**Exercise directions:** Transcribe the records below in their entirety, and leave out each image.

--- START ---

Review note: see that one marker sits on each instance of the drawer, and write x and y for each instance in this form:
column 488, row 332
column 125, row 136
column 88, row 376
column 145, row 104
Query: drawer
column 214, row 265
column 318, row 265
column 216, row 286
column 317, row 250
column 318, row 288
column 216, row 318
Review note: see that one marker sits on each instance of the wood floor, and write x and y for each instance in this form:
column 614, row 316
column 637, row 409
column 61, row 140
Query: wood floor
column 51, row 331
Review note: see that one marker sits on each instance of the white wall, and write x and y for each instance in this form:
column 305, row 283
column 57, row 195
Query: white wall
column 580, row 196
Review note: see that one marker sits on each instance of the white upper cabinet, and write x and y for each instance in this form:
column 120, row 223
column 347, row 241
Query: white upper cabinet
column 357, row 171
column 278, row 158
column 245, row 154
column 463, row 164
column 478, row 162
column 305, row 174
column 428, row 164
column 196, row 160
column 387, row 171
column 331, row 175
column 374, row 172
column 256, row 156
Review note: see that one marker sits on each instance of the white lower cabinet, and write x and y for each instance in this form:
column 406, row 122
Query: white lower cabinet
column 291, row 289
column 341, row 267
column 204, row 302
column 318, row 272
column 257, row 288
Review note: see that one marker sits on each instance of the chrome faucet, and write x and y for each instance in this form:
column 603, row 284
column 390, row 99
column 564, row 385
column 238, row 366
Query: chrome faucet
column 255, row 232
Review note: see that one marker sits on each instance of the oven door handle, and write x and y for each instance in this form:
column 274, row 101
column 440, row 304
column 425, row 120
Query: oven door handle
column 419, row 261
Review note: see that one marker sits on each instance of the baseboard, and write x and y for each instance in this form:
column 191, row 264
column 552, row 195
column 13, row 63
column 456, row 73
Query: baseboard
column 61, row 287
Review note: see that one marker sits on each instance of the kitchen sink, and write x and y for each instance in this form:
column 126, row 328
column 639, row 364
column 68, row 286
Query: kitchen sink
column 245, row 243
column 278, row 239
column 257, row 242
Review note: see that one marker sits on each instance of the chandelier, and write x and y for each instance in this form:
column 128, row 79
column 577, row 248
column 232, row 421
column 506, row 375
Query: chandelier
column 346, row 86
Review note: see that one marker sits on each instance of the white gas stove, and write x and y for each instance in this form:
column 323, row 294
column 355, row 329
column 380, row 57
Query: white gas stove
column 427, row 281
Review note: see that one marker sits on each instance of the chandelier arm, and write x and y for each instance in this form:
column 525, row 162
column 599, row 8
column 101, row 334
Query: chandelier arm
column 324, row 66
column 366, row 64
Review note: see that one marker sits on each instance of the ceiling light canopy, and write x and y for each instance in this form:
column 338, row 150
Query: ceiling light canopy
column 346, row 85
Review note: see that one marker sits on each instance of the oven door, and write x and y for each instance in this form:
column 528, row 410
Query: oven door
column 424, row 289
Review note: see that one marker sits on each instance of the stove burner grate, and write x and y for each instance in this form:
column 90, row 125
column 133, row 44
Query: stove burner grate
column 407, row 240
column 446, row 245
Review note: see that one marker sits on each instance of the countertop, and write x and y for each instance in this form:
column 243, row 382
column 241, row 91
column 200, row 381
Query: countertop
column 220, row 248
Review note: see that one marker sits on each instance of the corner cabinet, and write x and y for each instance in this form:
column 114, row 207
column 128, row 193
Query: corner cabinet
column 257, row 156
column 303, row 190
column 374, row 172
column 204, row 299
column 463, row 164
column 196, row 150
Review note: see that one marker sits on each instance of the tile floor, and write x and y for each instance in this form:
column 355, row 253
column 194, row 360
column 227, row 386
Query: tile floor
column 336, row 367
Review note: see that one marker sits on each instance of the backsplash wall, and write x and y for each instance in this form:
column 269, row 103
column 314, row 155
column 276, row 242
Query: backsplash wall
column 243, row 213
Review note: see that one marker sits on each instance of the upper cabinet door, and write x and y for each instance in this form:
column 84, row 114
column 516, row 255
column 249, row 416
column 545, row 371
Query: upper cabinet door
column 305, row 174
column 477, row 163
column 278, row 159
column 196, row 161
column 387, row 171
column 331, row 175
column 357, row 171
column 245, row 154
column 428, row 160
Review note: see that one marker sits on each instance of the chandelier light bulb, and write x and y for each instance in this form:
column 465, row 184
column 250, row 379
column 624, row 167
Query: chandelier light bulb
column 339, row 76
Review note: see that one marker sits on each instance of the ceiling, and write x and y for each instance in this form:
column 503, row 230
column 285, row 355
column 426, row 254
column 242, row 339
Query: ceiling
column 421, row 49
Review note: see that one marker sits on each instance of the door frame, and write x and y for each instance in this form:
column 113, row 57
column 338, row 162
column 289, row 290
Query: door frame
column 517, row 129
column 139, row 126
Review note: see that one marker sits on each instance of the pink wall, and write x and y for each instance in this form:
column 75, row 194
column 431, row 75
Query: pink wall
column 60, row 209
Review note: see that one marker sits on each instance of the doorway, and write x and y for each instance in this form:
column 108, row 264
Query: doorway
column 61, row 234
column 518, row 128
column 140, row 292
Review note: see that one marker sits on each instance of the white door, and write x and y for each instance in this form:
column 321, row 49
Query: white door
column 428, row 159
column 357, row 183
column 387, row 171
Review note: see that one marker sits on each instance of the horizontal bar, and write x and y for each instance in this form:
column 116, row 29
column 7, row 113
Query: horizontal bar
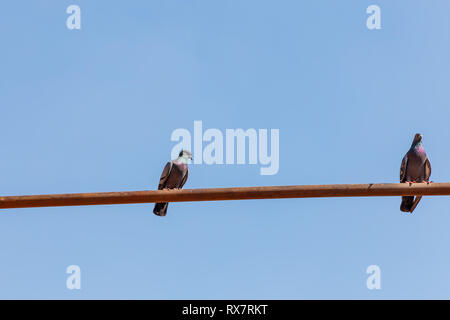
column 241, row 193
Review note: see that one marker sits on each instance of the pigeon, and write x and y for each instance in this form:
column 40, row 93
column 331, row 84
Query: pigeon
column 174, row 176
column 415, row 168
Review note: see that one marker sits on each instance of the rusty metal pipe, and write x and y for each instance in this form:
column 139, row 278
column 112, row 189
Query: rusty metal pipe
column 218, row 194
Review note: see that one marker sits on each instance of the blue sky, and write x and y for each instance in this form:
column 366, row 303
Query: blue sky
column 92, row 110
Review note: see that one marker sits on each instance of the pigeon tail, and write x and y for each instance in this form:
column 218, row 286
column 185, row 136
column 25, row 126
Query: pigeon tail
column 407, row 203
column 160, row 209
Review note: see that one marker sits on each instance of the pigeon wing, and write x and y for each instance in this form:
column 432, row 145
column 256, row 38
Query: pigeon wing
column 427, row 170
column 164, row 175
column 184, row 179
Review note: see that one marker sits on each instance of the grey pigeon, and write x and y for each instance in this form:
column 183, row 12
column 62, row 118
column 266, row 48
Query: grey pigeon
column 415, row 168
column 174, row 176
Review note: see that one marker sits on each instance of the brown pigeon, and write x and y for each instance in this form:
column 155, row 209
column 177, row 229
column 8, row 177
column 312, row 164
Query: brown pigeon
column 415, row 168
column 174, row 176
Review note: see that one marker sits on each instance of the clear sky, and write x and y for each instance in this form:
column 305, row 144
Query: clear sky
column 93, row 110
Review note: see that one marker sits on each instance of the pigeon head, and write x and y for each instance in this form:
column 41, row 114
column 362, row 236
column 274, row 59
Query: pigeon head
column 417, row 140
column 185, row 154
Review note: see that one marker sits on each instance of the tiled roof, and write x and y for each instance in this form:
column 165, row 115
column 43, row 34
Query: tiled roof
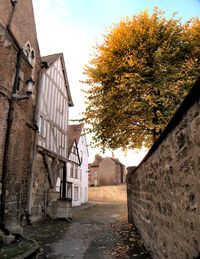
column 116, row 161
column 50, row 59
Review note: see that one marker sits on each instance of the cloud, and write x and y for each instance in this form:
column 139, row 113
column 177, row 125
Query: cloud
column 62, row 11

--- END ---

**Reply to the task:**
Review note: see that one marker sits on each instance of the drawer, and write x and y for each instance in this form:
column 488, row 332
column 125, row 136
column 88, row 376
column 145, row 104
Query: drawer
column 214, row 265
column 318, row 265
column 216, row 286
column 317, row 250
column 318, row 288
column 216, row 318
Review note: see that one marker sits on each instance of the wood floor, and write x and y for each instance in this form:
column 614, row 316
column 637, row 409
column 61, row 140
Query: wood floor
column 51, row 331
Review note: see that one marker sits on each instance of the white wall, and write x and y for each instance in this form:
column 305, row 283
column 57, row 195
Query: white wall
column 580, row 196
Review note: see that one marker sits on each instance of the white upper cabinet, and write x and y for each instance in this form:
column 120, row 223
column 347, row 241
Query: white upper cabinet
column 357, row 171
column 278, row 158
column 245, row 154
column 463, row 164
column 478, row 162
column 305, row 174
column 428, row 164
column 196, row 160
column 387, row 171
column 331, row 175
column 374, row 172
column 256, row 156
Review note: see that one marker sits on each instance of the white lower cabinet, and write x and y for each instance in this form:
column 406, row 122
Query: white lower cabinet
column 291, row 289
column 341, row 267
column 204, row 302
column 318, row 272
column 257, row 288
Review note: see that one marker sits on each instance of the chrome faucet, and write x and y for each instance in this form:
column 603, row 284
column 390, row 99
column 564, row 385
column 238, row 366
Query: chrome faucet
column 255, row 232
Review note: see that one marker sits on each instance of the oven door handle, and write x and y for each instance in this form:
column 274, row 101
column 440, row 304
column 425, row 120
Query: oven door handle
column 419, row 261
Review note: see that one marker sits on each instance of the baseboard, and write x and y for each instance in this form:
column 191, row 264
column 552, row 195
column 13, row 63
column 456, row 73
Query: baseboard
column 61, row 287
Review note: see that one marker sits on each instance of the kitchen sink, and write x and y for each instance in this form:
column 126, row 328
column 639, row 364
column 68, row 286
Query: kitchen sink
column 245, row 243
column 278, row 239
column 257, row 242
Review note: see that one marker sits on each instance of the chandelier, and write x and y for each instance in this form:
column 128, row 79
column 577, row 248
column 232, row 421
column 506, row 375
Query: chandelier
column 346, row 86
Review note: see that one marker sits on each instance of the white gas stove, and write x and y for each instance in this form:
column 323, row 294
column 355, row 329
column 380, row 57
Query: white gas stove
column 427, row 281
Review note: see that one marker sits on each instance of the chandelier arm, and write x and y for each instance in this form:
column 525, row 162
column 599, row 8
column 101, row 334
Query: chandelier arm
column 324, row 66
column 366, row 64
Review note: see that one marker sits on each instance of the ceiling light canopy, and write x and y for each instance in this form:
column 338, row 150
Query: ceiling light canopy
column 346, row 85
Review note: see that one marker sits on each instance of the oven door, and write x and y for each instance in this form:
column 528, row 410
Query: oven door
column 424, row 289
Review note: see that one marker sits on each instance of the stove burner grate, and write x and y for each instance in this form:
column 90, row 125
column 133, row 44
Query: stove burner grate
column 407, row 240
column 446, row 245
Review note: see that one marker sits on each instance of the countertop, and write x and y for each instance in this form:
column 243, row 382
column 241, row 91
column 200, row 381
Query: countertop
column 220, row 248
Review note: see that one marker sits on each instance of the corner cabinet, and write x and y for each instance in this form:
column 114, row 207
column 128, row 193
Query: corner cabinet
column 257, row 156
column 303, row 190
column 374, row 172
column 204, row 299
column 463, row 164
column 196, row 150
Review note: see that one marker sits on each instance of the tile floor, and write x and y for each instance in this form:
column 355, row 253
column 194, row 360
column 227, row 386
Query: tile floor
column 336, row 367
Review note: see that one marker sits on each instance of the backsplash wall, and write x and y for each instance in this form:
column 269, row 103
column 314, row 155
column 276, row 242
Query: backsplash wall
column 243, row 213
Review note: see that one marker sits on each instance of the upper cabinet door, and write x and y for each instance in this form:
column 84, row 114
column 516, row 255
column 249, row 416
column 545, row 371
Query: upper cabinet door
column 305, row 174
column 477, row 163
column 278, row 159
column 196, row 161
column 387, row 171
column 331, row 175
column 357, row 171
column 245, row 154
column 428, row 160
Review note: see that one marker sits on each instance of the chandelier light bulb, and write x and y for each instance in this form:
column 465, row 184
column 250, row 379
column 624, row 167
Query: chandelier light bulb
column 339, row 76
Review note: see that one marker sits on each instance of the ceiling, and write x and y for each instance in this form:
column 503, row 230
column 285, row 355
column 426, row 254
column 242, row 339
Query: ceiling
column 421, row 49
Review note: see that one marker sits on each instance of the door frame, and write x and y for each instance in this form:
column 113, row 57
column 338, row 162
column 289, row 290
Query: door frame
column 517, row 129
column 139, row 126
Review note: see that one marker sits on each instance of the pink wall, and write x and y for each instance in this form:
column 75, row 194
column 431, row 75
Query: pink wall
column 60, row 209
Review note: see that one marker sits on each instance of the doorway, and write x and y for each instance in this form:
column 108, row 264
Query: doorway
column 61, row 234
column 518, row 128
column 140, row 292
Review note: see that one marker sits on each instance of the white door, and write x and y for each instance in this form:
column 321, row 49
Query: white door
column 428, row 159
column 357, row 183
column 387, row 171
Review note: see that one marker sits on each instance of the horizontal bar, and write x and y for each instance in this form:
column 116, row 29
column 7, row 113
Query: horizontal bar
column 241, row 193
Review note: see that one marker sits on each instance of the pigeon, and write x and y for each instance in this form:
column 40, row 93
column 331, row 84
Query: pigeon
column 174, row 176
column 415, row 168
Review note: see that one marker sits on each instance of the rusty metal pipe, and write x and y for each instance in this form:
column 139, row 278
column 112, row 189
Query: rusty metal pipe
column 218, row 194
Review note: see that one marker sits on each instance of the blue sky, and write x and y for each instance in this form:
column 366, row 303
Query: blue sky
column 92, row 110
Review note: see that one marker sits on each instance of the pigeon tail, and write x and y for each instance in this form:
column 218, row 286
column 185, row 136
column 25, row 126
Query: pigeon tail
column 407, row 203
column 160, row 209
Review note: see that one marker sits on each instance of the pigeon wing, and write x and y for each instance in this form:
column 432, row 145
column 256, row 38
Query: pigeon wing
column 427, row 170
column 164, row 175
column 184, row 179
Review note: see that one marker sits on each instance of the grey pigeon, and write x and y for each instance in this form:
column 183, row 12
column 62, row 118
column 266, row 48
Query: grey pigeon
column 415, row 168
column 174, row 176
Review note: see that one marker sits on each instance of the brown pigeon, and write x and y for each instance in this form:
column 155, row 209
column 177, row 229
column 8, row 177
column 312, row 164
Query: brown pigeon
column 415, row 168
column 174, row 176
Review note: see that one marker sits on each instance of the clear sky, and write x and y for each instance in this form:
column 305, row 144
Query: clear sky
column 93, row 110
Review note: see that one marker sits on each instance of the pigeon head, and write x and y for each instance in this form:
column 41, row 114
column 362, row 236
column 274, row 59
Query: pigeon head
column 417, row 140
column 185, row 154
Review note: see that one marker sits on each instance of the tiled roof, and write x and y for each instance in this form:
column 165, row 115
column 43, row 34
Query: tiled roof
column 116, row 161
column 50, row 59
Review note: see that one marker sits on each instance of the cloud, and write x and y for each instance in this form:
column 139, row 113
column 177, row 125
Query: cloud
column 62, row 11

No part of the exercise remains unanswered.